[Saved data entries]
☆ ☆ ☆ ☆

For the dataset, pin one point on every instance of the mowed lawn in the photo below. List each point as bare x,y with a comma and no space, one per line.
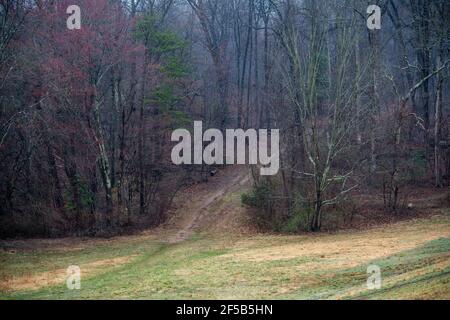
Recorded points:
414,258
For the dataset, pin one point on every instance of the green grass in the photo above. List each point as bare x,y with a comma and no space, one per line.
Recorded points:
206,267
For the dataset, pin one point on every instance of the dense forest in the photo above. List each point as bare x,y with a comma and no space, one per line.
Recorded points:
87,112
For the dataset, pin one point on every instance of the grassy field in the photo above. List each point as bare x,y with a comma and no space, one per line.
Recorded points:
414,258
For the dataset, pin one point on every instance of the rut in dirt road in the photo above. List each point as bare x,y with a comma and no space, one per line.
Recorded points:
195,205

☆ ☆ ☆ ☆

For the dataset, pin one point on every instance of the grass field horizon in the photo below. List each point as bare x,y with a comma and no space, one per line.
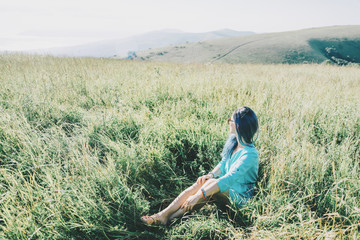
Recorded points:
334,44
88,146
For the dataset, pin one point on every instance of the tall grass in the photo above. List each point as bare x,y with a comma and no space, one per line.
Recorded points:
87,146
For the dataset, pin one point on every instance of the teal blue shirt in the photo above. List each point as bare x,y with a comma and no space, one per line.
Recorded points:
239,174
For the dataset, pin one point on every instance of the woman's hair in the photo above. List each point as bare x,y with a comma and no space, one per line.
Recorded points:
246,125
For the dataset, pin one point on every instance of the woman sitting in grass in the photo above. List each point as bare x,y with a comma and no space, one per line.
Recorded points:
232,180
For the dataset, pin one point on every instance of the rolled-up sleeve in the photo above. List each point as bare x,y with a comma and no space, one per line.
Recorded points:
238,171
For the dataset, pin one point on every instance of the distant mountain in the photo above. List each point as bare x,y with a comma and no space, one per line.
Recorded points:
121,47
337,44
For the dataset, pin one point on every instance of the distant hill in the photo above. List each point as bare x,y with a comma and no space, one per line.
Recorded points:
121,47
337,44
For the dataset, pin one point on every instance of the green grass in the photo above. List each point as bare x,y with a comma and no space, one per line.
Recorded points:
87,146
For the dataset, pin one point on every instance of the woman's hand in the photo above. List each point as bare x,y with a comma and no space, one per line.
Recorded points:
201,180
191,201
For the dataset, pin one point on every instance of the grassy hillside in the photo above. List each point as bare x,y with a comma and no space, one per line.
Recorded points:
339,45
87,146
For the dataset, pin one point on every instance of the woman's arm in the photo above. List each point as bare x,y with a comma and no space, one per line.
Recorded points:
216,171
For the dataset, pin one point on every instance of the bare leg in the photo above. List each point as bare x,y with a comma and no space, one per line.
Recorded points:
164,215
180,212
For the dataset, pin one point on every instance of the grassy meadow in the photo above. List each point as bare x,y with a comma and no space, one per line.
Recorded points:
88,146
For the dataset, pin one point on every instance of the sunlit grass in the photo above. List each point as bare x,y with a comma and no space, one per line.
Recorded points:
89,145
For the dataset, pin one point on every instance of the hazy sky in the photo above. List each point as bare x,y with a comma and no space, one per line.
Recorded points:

☆ ☆ ☆ ☆

Say how many lines in the entries above contain the string "field", offering no other words.

ANSWER FOR THE TASK: 2